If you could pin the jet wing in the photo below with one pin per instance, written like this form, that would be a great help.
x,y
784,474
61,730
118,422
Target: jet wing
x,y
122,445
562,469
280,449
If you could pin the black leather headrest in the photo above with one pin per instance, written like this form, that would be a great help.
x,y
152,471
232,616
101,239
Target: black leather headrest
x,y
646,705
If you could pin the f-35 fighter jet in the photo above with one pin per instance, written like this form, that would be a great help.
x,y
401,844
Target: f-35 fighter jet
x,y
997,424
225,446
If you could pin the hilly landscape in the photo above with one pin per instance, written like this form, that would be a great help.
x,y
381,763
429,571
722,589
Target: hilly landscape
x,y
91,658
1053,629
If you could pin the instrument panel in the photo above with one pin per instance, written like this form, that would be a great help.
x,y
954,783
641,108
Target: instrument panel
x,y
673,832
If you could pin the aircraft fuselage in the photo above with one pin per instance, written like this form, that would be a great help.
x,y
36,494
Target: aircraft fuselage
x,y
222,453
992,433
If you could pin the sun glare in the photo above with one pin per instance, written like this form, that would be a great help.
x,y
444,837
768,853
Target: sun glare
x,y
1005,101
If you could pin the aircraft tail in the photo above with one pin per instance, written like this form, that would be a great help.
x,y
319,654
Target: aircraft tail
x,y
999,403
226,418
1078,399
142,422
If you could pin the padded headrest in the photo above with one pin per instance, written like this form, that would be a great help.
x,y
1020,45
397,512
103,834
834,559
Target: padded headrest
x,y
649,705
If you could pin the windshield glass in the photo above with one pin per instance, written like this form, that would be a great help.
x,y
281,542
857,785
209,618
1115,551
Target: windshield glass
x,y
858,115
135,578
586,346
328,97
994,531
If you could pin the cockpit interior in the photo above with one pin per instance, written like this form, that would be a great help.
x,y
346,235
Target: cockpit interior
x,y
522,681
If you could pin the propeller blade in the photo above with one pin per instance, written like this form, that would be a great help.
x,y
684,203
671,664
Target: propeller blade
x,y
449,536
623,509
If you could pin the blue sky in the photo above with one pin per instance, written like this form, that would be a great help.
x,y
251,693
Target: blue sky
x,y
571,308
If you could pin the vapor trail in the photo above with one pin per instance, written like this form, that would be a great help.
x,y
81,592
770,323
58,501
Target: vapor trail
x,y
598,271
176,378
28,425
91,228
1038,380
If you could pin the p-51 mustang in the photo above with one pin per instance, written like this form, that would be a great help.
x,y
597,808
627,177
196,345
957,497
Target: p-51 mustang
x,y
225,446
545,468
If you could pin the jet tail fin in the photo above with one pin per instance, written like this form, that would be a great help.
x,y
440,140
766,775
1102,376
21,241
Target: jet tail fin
+++
◆ Do this ◆
Write the data out again in full and exactly.

◆ Exercise result ◆
If you could pin the jet wing in the photo below with one pin per instance, written like this form, that would be a great help.
x,y
784,474
61,730
118,422
Target: jet wing
x,y
122,445
562,469
280,449
If you could pin the black leather headrest in the photo above with one pin per instance, written like this form, that would be a great help.
x,y
152,471
232,616
101,239
Target: black leather headrest
x,y
646,705
If you could pin the f-35 fighter jet in the photo above with one pin per instance, written like this form, that would be a great help.
x,y
401,844
Target: f-35 fighter jet
x,y
997,424
225,446
If you could pin the hilly landscape in the photo above with one pin per instance, written like this form, that would be a great help.
x,y
381,763
429,571
722,589
Target: hilly landscape
x,y
91,658
1053,629
If you could pin the instrument panel in the photo above with one pin per instance, written like this form, that would be a great help.
x,y
954,783
641,108
Target: instrument panel
x,y
673,832
If you could pin the aircraft fuselage in the photo above with one pin per instance, written like this form, that would be a great help.
x,y
36,494
Target: aircraft fuselage
x,y
222,453
992,433
If you could pin the sun glare in the photo above with one pin per instance, written like this form, that would be a great help.
x,y
444,837
768,853
Target: sun glare
x,y
1005,101
If you could pin the aircraft tail in the photo above with one pin per instance, written like this form, that would be a great help.
x,y
319,654
Target: aircraft tail
x,y
999,403
226,418
1078,399
142,422
If you could pin the padded headrest in the photo above with one pin per instance, written like this form, that would be a great help.
x,y
1020,45
397,512
103,834
834,559
Target: padded headrest
x,y
649,705
If you could pin the windshield glass in the photo above with one pin per instance, written like this form, that would be a great help.
x,y
281,542
857,785
209,618
1115,551
Target: windshield glass
x,y
858,115
135,578
586,346
328,97
994,531
If you could pin the cockpit interior in the photo above with one pin per instance, written like this form, that would be a great help.
x,y
346,235
Target: cockpit interior
x,y
522,681
If you could pin the propeller blade in the photo above with one pin per instance, written like this form, that would be a great help.
x,y
684,203
671,664
Target: propeller blade
x,y
449,536
623,509
If you could pin the blue sky in the photo above with one pin per instance, written like this form, that would be a great help.
x,y
251,693
Target: blue sky
x,y
571,308
If you could pin the vapor trail in the photo above with one pin per instance, written like this form, that would be a great help.
x,y
81,592
770,323
58,501
Target: vapor trail
x,y
598,271
176,378
28,425
91,228
1038,380
If you could pin the p-51 mustang in the photo above with one pin per instance, written like this form, that would be a great help.
x,y
597,808
627,177
196,345
957,497
Target: p-51 mustang
x,y
225,446
545,468
If you could pin the jet tail fin in the photo above with one pin per instance, written like this form, that would be a great help.
x,y
440,140
766,775
1102,376
21,241
Target: jet tail fin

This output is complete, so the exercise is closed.